Directions for this task: Transcribe the full listing so that each line reads as it does in the original.

************

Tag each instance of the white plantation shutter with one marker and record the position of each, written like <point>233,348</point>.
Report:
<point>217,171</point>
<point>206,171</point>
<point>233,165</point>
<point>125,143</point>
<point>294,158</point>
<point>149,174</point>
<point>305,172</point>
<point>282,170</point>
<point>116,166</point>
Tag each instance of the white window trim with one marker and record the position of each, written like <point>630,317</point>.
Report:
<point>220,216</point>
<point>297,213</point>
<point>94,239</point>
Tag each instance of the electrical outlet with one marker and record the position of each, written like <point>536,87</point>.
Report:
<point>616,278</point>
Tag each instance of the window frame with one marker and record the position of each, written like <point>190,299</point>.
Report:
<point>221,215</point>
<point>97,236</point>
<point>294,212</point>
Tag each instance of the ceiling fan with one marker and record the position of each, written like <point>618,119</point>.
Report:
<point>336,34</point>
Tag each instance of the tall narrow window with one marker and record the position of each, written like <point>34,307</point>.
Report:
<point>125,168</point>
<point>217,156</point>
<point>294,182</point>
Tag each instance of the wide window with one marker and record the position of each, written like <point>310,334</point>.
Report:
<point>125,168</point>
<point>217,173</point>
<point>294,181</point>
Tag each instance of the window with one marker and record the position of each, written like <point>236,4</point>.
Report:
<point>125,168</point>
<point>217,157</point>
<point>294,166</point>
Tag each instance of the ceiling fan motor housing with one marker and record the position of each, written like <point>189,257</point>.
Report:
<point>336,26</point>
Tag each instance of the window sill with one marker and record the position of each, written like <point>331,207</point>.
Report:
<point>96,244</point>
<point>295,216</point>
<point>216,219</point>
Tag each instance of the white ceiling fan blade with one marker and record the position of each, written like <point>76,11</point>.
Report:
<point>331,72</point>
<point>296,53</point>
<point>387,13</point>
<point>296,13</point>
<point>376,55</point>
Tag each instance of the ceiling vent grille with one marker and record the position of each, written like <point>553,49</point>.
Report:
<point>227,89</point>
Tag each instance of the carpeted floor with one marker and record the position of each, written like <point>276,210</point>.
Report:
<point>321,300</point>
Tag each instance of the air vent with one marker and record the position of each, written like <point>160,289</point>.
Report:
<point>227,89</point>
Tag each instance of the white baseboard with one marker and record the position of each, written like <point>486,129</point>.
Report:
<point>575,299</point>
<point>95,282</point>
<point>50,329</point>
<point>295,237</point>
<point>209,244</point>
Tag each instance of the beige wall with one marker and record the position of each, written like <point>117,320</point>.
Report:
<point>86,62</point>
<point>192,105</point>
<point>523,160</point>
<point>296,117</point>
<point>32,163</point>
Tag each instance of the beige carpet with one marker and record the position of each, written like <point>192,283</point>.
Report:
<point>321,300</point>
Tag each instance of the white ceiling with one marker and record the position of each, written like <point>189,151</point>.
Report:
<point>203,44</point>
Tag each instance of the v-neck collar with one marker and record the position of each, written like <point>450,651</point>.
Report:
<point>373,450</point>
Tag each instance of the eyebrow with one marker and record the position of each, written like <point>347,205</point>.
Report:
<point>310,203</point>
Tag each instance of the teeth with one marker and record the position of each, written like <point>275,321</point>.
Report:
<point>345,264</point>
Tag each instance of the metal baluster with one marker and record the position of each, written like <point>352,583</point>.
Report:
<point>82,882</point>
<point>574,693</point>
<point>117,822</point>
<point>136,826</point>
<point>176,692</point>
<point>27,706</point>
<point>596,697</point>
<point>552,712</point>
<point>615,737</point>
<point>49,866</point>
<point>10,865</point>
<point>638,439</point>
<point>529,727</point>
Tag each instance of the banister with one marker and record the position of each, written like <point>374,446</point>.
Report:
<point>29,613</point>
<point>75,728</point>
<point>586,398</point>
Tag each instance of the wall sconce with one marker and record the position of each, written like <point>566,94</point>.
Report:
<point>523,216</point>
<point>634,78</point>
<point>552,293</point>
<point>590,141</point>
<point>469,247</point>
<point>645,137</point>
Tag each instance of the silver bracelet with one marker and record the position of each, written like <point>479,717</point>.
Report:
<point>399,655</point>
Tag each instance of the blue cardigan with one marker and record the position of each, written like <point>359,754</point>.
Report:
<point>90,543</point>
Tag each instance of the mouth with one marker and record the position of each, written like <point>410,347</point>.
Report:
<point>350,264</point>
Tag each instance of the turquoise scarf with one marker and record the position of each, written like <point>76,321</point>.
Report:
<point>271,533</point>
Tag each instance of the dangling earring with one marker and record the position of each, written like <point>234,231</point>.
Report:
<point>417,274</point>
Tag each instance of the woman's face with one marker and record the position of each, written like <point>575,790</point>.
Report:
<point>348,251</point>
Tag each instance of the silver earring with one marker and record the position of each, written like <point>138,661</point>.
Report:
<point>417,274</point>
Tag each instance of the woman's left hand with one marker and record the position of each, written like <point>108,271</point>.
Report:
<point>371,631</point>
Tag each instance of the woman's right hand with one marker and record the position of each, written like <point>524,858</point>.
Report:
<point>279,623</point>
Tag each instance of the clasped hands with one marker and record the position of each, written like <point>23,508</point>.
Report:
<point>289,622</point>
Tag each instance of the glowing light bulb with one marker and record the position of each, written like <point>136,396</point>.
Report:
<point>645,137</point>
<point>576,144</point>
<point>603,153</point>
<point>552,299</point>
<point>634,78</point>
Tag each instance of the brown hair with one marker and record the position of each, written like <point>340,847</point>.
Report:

************

Result:
Tag each instance of the white plantation shutter with one marker and record the position of each, written like <point>233,348</point>.
Report:
<point>217,171</point>
<point>206,171</point>
<point>233,165</point>
<point>125,143</point>
<point>294,158</point>
<point>149,174</point>
<point>305,172</point>
<point>282,170</point>
<point>116,166</point>
Tag each instance of the white window trim with one marker and record the position of each, written like <point>630,317</point>.
Report:
<point>220,216</point>
<point>297,213</point>
<point>94,239</point>
Tag each instance of the electrical outlet with one marker and record the position of each, written like <point>536,87</point>.
Report:
<point>616,278</point>
Tag each instance of the window frame with one marker and record the position of each, written like <point>190,299</point>.
Report:
<point>221,215</point>
<point>97,236</point>
<point>294,212</point>
Tag each instance of the ceiling fan with one marker and record the position of each, written like <point>618,119</point>.
Report:
<point>336,34</point>
Tag each instance of the tall narrow window with one marker and record the position of each, written like <point>34,307</point>.
Report:
<point>125,168</point>
<point>217,156</point>
<point>294,182</point>
Tag each instance of the wide window with one marker and record the position of each, written like <point>310,334</point>.
Report:
<point>125,168</point>
<point>217,173</point>
<point>294,181</point>
Tag each instance of the window with one marker and record the position of each, written like <point>236,4</point>.
Report:
<point>125,168</point>
<point>217,157</point>
<point>294,166</point>
Tag each instance of the ceiling fan motor housing with one marker and record the position of each, written like <point>189,257</point>.
Report:
<point>336,26</point>
Tag each instance of the window sill with one marker and record the position of each, written like <point>331,207</point>.
Report:
<point>96,244</point>
<point>295,216</point>
<point>216,219</point>
Tag each instance of the white ceiling fan blade with one marker and record the position of each, written like <point>76,11</point>.
Report:
<point>331,72</point>
<point>296,53</point>
<point>387,13</point>
<point>296,13</point>
<point>376,55</point>
Tag each instance of the ceiling vent grille with one marker and record the position of each, written like <point>553,49</point>.
Report:
<point>227,89</point>
Tag each instance of the carpeted floor with one marker and record the position of each, written like <point>276,210</point>.
Report:
<point>321,300</point>
Tag each instance of the air vent with one marker and record the position of each, written like <point>160,289</point>.
Report:
<point>227,89</point>
Tag each instance of the white baseboard with one marker and record the position of each, written like <point>486,129</point>.
Report:
<point>575,299</point>
<point>95,282</point>
<point>50,329</point>
<point>295,237</point>
<point>209,244</point>
Tag each instance of the beige wall with one marker and record the position of each, written like <point>117,320</point>.
Report:
<point>86,62</point>
<point>192,105</point>
<point>523,160</point>
<point>296,117</point>
<point>32,163</point>
Tag each instance of the beige carpet with one marker and record the position of each, written like <point>192,283</point>.
Report:
<point>321,300</point>
Tag each instance of the white ceiling with one marker and record the position of each, written like <point>189,151</point>.
Report:
<point>203,44</point>
Tag each instance of the v-neck collar with one marker and record the position of each, written like <point>450,651</point>.
Report:
<point>373,450</point>
Tag each instance of the eyebrow with one marker and record the position of each, written like <point>347,205</point>.
Report:
<point>310,203</point>
Tag each instance of the teeth with one marker and record the position of each, written like <point>275,321</point>.
Report:
<point>345,264</point>
Tag each instance of the metal baluster with one marker and record the position of each, written like <point>352,583</point>.
Report:
<point>82,882</point>
<point>574,693</point>
<point>117,822</point>
<point>136,826</point>
<point>176,692</point>
<point>27,706</point>
<point>596,697</point>
<point>552,712</point>
<point>615,737</point>
<point>49,866</point>
<point>10,865</point>
<point>638,439</point>
<point>529,727</point>
Tag each instance of the banister with one marker and record the position of each, written like <point>374,446</point>.
Report:
<point>29,613</point>
<point>75,728</point>
<point>586,398</point>
Tag each instance of the wall sconce with one marker and record the position of each, written like <point>566,94</point>.
Report:
<point>523,216</point>
<point>634,78</point>
<point>552,293</point>
<point>590,141</point>
<point>469,247</point>
<point>645,137</point>
Tag each instance of the silver bracelet with one marker and record the position of each, written like <point>479,717</point>.
Report:
<point>399,655</point>
Tag each instance of the blue cardigan with one marker and record the position of each, written like <point>359,754</point>.
Report:
<point>90,543</point>
Tag each instance of the mouth with one marker and record the position of each, written like <point>410,347</point>.
Report:
<point>350,264</point>
Tag each instance of the turquoise scarf with one marker and record the position of each, written like <point>76,321</point>.
Report:
<point>271,533</point>
Tag each instance of the dangling earring with one marker and record the position of each, written like <point>234,231</point>.
Report:
<point>417,274</point>
Tag each instance of the woman's face with one marker and record the position of each, written like <point>575,790</point>.
Report:
<point>348,251</point>
Tag each instance of the silver earring with one marker and record the position of each, written like <point>138,661</point>.
Report:
<point>417,274</point>
Tag each instance of the woman's left hand with one marker and record the position of each, written like <point>108,271</point>.
Report:
<point>371,631</point>
Tag each instance of the woman's right hand with one marker and record the position of each, written like <point>524,858</point>.
Report:
<point>279,623</point>
Tag each instance of the clasped hands with one marker and record the position of each, written like <point>23,508</point>.
Report:
<point>289,622</point>
Tag each instance of the glowing light bulb with one marker and record the position of each, written like <point>136,396</point>.
Report:
<point>645,137</point>
<point>576,144</point>
<point>603,153</point>
<point>552,299</point>
<point>634,78</point>
Tag each instance of the brown hair with one marker and record the position of each, written like <point>340,847</point>.
Report:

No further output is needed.